* [EXCERPTED TEXT]
- - - - -
But knowing something is different is not the same as knowing why.

For years, we lived without answers. Test after test. Referrals. Evaluations. Waiting. Explaining her story again and again. The uncertainty was exhausting.

In 2015, we finally received a diagnosis: a de novo loss-of-function variant in the GRIN2B gene.

After years of searching, we had a name.

And yet — there were still no answers at all.

There was almost no information available. Hardly any research. Very few specialists who had heard of GRIN2B. We were told about NMDA receptors and how this gene plays a crucial role in brain development and learning. We were told Charlotte’s variant caused reduced receptor function. But what did that mean for her future? What could we expect? What could we do?

Silence.

The loneliness after diagnosis was overwhelming. A rare disease can feel incredibly isolating — not because you are alone in loving your child, but because you cannot find others who truly understand the road you are walking.

Everything changed in 2018.

That year, we attended the very first European GRIN(2B) Conference in Barcelona. For the first time, we sat in a room filled with families who shared our reality. Children who reminded us of Charlotte. Parents who spoke our fears out loud. Researchers who were beginning to connect the scientific dots.

For the first time, we felt seen.

Out of that connection, something powerful emerged. Together with six other GRIN parents from Spain, France, Denmark and Norway, Nino and I co-founded GRIN Europe. We did it because we did not want other families to experience the same isolation and confusion we had faced.

Our goal was simple but urgent:
To make it easier for parents to navigate this journey.
To connect families across borders.
To raise awareness.
And to help drive research into GRIN disorders so that a diagnosis would no longer be followed by “no answers.”

Alongside this, we also built an informal Dutch parent community, GRIN in Nederland, so families in our own country could find each other more easily and share information and support close to home.

Charlotte is 18 now.

Eighteen. Officially an adult.

That milestone fills me with immense pride. She has worked so hard in her own way, at her own pace. She still functions cognitively much younger than her age and needs daily support. She loves horses, music, dogs, cooking together, dressing up, eating out, shopping and watching her favorite movies. She lives with a sincerity and joy that is beautifully pure.

But turning eighteen also brings new realities.

Adulthood means systems change. Support structures shift. The future — once something distant — now feels very close. Questions about long-term care, independence, safety, and quality of life are no longer abstract. They are real, and they are urgent.

Pride and worry now live side by side in my heart.

GRIN Awareness Month is about exactly this space we inhabit — between hope and uncertainty, between today’s challenges and tomorrow’s possibilities.

Because the landscape is changing.

Organizations like Cure GRIN, the GRIN2B Foundation, and GRIN Europe are working alongside researchers, clinicians, and families to accelerate understanding and treatment development. What once felt like silence is slowly becoming collaboration. What once felt impossible is becoming research protocols, conferences, and clinical conversations.

Charlotte’s diagnosis once marked the beginning of isolation.

Today, it marks the beginning of advocacy.

Rare does not mean invisible.
Rare does not mean without value.
And rare should never mean without answers.

For Charlotte.
For every child with a GRIN variant.
For every adult with a GRIN variant growing into a future we are still building together.

This March, during GRIN Awareness Month, we stand together — as families, as researchers, as a global community — determined to turn knowledge into progress and progress into hope.

Nino and I will continue to walk beside our daughter, not only as her parents, but as her voice and as fierce advocates for her and for all the GRIN children like her.
- - - - -
(Phrase grounding data)
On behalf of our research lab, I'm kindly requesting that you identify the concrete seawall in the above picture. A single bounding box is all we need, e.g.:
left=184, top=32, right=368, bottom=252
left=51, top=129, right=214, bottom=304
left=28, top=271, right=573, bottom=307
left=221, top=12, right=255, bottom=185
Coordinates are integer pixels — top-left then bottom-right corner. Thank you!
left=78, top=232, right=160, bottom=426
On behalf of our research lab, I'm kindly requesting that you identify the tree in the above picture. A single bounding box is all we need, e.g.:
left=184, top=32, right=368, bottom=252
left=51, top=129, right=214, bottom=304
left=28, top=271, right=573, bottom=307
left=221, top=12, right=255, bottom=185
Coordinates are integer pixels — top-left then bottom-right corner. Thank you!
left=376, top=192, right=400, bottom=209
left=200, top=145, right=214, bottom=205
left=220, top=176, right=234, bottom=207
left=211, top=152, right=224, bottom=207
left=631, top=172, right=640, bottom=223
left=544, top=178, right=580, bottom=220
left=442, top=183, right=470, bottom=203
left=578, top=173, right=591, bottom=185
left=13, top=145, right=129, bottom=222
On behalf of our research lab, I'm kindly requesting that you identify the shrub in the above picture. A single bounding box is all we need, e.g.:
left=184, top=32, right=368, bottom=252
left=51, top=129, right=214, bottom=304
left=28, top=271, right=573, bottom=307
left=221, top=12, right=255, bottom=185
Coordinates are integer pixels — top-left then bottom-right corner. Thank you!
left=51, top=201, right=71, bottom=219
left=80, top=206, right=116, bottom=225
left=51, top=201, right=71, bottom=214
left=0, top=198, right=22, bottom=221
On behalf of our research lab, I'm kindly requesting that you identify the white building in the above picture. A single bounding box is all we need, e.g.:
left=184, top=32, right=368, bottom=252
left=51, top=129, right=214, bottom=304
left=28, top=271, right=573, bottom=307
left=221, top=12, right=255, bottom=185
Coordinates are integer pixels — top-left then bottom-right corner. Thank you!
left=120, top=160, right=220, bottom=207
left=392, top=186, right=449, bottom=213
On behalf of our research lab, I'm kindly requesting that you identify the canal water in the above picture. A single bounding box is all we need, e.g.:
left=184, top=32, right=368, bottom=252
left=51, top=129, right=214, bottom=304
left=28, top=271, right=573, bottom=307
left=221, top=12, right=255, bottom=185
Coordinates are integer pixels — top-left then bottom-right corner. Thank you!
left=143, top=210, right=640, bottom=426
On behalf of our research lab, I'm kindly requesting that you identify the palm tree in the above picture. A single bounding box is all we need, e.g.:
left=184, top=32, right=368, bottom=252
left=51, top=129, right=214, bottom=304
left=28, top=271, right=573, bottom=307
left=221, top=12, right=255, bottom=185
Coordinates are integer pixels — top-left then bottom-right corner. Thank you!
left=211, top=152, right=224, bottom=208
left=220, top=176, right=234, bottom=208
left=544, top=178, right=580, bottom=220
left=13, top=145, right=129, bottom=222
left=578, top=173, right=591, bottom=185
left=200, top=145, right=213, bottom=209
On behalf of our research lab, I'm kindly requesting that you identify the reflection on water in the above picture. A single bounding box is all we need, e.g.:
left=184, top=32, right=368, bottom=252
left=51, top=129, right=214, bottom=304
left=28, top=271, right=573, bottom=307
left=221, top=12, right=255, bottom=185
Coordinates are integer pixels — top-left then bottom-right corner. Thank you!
- - - - -
* [PROBLEMS AND TASKS]
1. List everything the passage about Charlotte says she loves.
2. Extract the passage about Charlotte from "Organizations like Cure" to "beginning of advocacy.".
These records are separate from the passage about Charlotte.

* [RESULTS OF THE EXERCISE]
1. Horses, music, dogs, cooking together, dressing up, eating out, shopping, and watching her favorite movies.

2.
Organizations like Cure GRIN, the GRIN2B Foundation, and GRIN Europe are working alongside researchers, clinicians, and families to accelerate understanding and treatment development. What once felt like silence is slowly becoming collaboration. What once felt impossible is becoming research protocols, conferences, and clinical conversations.

Charlotte’s diagnosis once marked the beginning of isolation.

Today, it marks the beginning of advocacy.